▶ [Assignment]: From the listing below, pick out each line with the word "tree".

▶ [Information supplied]:
::::::::

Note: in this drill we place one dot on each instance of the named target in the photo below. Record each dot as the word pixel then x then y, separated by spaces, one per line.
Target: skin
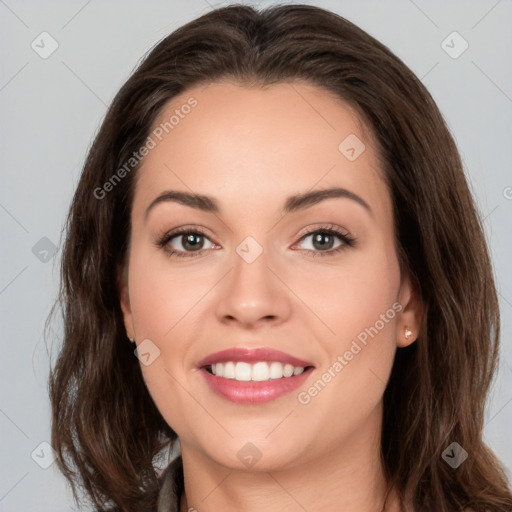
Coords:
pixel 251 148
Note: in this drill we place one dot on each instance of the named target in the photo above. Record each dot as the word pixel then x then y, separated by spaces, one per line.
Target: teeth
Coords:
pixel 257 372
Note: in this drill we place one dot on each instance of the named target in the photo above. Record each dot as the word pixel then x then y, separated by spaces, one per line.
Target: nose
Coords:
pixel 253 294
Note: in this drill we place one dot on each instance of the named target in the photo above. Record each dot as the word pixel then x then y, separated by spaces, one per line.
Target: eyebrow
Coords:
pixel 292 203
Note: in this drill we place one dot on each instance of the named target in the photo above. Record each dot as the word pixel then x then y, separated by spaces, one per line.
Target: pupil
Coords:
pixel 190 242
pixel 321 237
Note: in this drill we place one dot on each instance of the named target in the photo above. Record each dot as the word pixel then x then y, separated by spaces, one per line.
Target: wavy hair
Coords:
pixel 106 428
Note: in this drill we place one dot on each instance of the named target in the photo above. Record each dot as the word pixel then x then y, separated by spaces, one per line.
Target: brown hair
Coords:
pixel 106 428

::::::::

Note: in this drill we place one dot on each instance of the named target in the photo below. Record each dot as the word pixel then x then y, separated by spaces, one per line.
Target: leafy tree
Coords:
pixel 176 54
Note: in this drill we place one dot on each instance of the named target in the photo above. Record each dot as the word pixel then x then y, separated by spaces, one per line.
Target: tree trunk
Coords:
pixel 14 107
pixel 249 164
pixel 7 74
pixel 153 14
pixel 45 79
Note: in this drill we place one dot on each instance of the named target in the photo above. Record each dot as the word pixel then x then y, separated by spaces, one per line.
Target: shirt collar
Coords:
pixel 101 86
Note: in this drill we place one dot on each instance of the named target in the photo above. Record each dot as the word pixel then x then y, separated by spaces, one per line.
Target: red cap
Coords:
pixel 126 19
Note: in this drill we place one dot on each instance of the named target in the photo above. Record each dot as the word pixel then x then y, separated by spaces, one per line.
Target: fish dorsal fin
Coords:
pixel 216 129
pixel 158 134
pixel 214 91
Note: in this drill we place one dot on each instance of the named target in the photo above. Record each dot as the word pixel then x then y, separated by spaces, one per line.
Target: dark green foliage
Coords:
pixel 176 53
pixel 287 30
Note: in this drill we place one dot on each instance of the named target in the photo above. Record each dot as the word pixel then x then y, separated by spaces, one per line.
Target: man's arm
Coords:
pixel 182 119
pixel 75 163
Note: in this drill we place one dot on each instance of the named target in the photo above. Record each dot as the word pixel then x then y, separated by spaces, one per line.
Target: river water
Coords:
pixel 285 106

::::::::

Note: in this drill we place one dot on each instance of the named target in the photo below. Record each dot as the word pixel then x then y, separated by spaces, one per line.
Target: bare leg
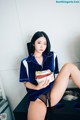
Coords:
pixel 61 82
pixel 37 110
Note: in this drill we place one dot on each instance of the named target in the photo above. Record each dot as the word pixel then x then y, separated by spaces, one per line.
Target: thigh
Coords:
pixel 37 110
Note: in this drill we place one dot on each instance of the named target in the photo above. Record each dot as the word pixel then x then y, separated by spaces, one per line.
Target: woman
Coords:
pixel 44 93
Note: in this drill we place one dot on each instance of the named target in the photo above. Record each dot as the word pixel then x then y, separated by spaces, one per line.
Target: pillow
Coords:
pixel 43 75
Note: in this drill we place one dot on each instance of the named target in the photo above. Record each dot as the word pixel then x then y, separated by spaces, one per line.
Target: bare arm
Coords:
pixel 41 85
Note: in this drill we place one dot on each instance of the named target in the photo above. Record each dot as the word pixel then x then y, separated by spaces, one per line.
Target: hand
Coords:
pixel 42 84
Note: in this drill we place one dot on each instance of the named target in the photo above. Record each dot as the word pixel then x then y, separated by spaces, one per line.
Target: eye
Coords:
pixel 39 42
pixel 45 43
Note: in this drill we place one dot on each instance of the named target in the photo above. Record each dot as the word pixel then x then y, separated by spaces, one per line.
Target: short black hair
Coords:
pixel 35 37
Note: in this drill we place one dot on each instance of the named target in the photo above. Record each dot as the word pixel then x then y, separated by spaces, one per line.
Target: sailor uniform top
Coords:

::::::::

▶ [Result of this exercise]:
Target: leafy tree
Target: tree trunk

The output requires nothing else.